[Point annotation dataset records]

● ● ● ● ● ● ●

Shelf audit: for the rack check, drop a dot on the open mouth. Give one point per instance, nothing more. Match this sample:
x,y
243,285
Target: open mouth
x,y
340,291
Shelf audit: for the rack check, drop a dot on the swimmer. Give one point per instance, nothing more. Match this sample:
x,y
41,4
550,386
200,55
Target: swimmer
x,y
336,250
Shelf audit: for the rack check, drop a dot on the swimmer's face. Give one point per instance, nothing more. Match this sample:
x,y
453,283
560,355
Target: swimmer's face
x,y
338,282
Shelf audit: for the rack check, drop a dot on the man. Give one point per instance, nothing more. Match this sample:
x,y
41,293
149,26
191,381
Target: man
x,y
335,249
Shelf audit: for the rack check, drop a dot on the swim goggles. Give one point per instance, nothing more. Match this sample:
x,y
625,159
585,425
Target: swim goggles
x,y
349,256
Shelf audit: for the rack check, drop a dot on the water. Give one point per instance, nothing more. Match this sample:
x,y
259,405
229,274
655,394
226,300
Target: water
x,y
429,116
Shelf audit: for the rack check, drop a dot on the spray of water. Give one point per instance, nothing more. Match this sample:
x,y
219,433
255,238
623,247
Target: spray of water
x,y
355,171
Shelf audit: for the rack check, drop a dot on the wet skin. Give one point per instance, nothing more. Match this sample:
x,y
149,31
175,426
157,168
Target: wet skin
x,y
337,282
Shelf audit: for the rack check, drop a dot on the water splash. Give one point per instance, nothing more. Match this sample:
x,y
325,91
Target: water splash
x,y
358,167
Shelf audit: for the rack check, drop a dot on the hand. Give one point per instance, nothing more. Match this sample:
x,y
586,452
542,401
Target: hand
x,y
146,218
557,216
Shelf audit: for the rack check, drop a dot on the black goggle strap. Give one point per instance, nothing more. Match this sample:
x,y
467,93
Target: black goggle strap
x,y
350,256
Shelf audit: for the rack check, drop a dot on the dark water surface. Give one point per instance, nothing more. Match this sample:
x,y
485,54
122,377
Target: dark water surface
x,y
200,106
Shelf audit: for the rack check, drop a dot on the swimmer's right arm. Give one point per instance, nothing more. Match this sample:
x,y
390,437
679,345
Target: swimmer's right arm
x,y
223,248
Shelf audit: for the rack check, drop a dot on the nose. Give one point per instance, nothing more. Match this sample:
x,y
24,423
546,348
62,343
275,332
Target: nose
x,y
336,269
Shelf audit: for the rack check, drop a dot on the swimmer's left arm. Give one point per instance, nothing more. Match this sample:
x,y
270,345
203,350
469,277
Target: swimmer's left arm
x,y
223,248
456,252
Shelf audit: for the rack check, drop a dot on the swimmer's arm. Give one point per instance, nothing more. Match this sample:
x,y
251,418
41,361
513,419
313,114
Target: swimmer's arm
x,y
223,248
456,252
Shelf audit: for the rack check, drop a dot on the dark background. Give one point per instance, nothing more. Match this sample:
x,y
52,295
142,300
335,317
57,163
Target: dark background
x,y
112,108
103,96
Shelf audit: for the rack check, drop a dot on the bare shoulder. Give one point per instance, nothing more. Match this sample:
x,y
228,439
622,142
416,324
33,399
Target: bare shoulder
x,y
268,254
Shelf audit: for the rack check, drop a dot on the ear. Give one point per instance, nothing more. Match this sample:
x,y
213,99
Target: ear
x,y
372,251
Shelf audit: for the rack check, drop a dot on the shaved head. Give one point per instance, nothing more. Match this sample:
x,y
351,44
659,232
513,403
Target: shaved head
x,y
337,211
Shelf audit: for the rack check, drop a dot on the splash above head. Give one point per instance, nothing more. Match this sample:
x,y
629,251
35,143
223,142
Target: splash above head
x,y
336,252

● ● ● ● ● ● ●

(YOUR OBJECTIVE) Copy every line of these records word for word, in the same order.

(FULL OUTPUT)
Shelf audit: for the rack check, drop a dot on the open mouth. Give one point per instance, nothing more. Match this sample:
x,y
243,285
Target: open mouth
x,y
340,291
Shelf audit: for the rack check, drop a dot on the swimmer. Give one point per instance, nothing more. Match this sample:
x,y
41,4
550,386
200,55
Target: swimmer
x,y
336,250
Shelf audit: for the rack check, drop a dot on the swimmer's face. Give one point per instance, nothing more. Match this sample:
x,y
453,283
560,355
Target: swimmer's face
x,y
338,282
Shelf audit: for the rack check, drop a dot on the man. Give one point per instance, nothing more. Match this sample:
x,y
41,293
149,26
191,381
Target: man
x,y
335,249
Shelf audit: for the rack check, drop a dot on the swim goggles. Give one point per instance, nothing more. Match this sample:
x,y
625,159
585,425
Target: swim goggles
x,y
349,256
Shelf audit: for the rack check, drop a dot on the water. Give one point per instance, nothing more. Match this sample:
x,y
259,405
229,274
655,394
226,300
Target: water
x,y
429,116
Shelf audit: for the rack check, drop a dot on the spray of water. Give one point per instance, nothing more. Match this sample:
x,y
219,433
255,238
623,247
Target: spray of water
x,y
355,171
Shelf audit: for the rack check, drop a dot on the wet skin. Give one point per instance, nothing more. Match this sample:
x,y
149,31
175,426
157,168
Target: wet skin
x,y
337,282
Shelf audit: for the rack check, drop a dot on the water splash. Give one point per instance, nothing more. Match this sample:
x,y
325,91
Target: water splash
x,y
358,167
Shelf audit: for the rack check, drop a dot on the hand. Give one point per instance, nothing more. Match this sample:
x,y
586,452
542,401
Target: hand
x,y
146,218
557,216
Shelf audit: for the rack check, drop a dot on the black goggle strap. Give one point per instance, nothing more. Match this sample:
x,y
467,93
Target: black goggle strap
x,y
350,256
Shelf audit: for the rack check, drop a dot on the dark water surface. Give one point per instance, nothing more. Match this sample:
x,y
485,54
122,377
Target: dark water surface
x,y
200,106
Shelf audit: for the rack check, drop a dot on the swimmer's right arm. Give one point per instance, nothing more. Match this sample:
x,y
390,437
679,345
Target: swimmer's right arm
x,y
223,248
Shelf audit: for the rack check, drop a dot on the nose. Give one point per instance, nothing more. Match this sample:
x,y
24,423
546,348
62,343
275,332
Target: nose
x,y
336,269
Shelf audit: for the rack check, drop a dot on the swimmer's left arm. Give one point per instance, nothing more. Match this sample:
x,y
270,345
203,350
469,277
Target: swimmer's left arm
x,y
223,248
456,252
Shelf audit: for the rack check, drop a dot on the swimmer's arm. Give one point per instance, nothing more. Match this sample:
x,y
251,418
41,361
513,419
313,114
Target: swimmer's arm
x,y
223,248
456,252
Shelf audit: for the rack check, drop a dot on the dark background. Give one point per instance, nothing more. Match this sample:
x,y
52,295
142,300
335,317
57,163
Target: dark background
x,y
112,108
103,96
Shelf audit: for the rack check, drop a dot on the bare shoulder. Give one point per instance, nothing more. Match this sample:
x,y
228,439
622,142
416,324
33,399
Target: bare shoulder
x,y
268,254
Shelf audit: for the rack check, drop a dot on the ear. Give one point per instance, nothing more. Match this sample:
x,y
213,99
Target: ear
x,y
372,251
Shelf audit: for the rack check, drop a dot on the shaved head. Give one point per instance, nothing more. Match this sample:
x,y
351,44
659,232
513,403
Target: shaved head
x,y
337,211
Shelf audit: for the rack check, drop a dot on the splash above head. Give one point per instance, nothing more. Match this sample:
x,y
629,251
35,143
223,142
Target: splash above head
x,y
336,252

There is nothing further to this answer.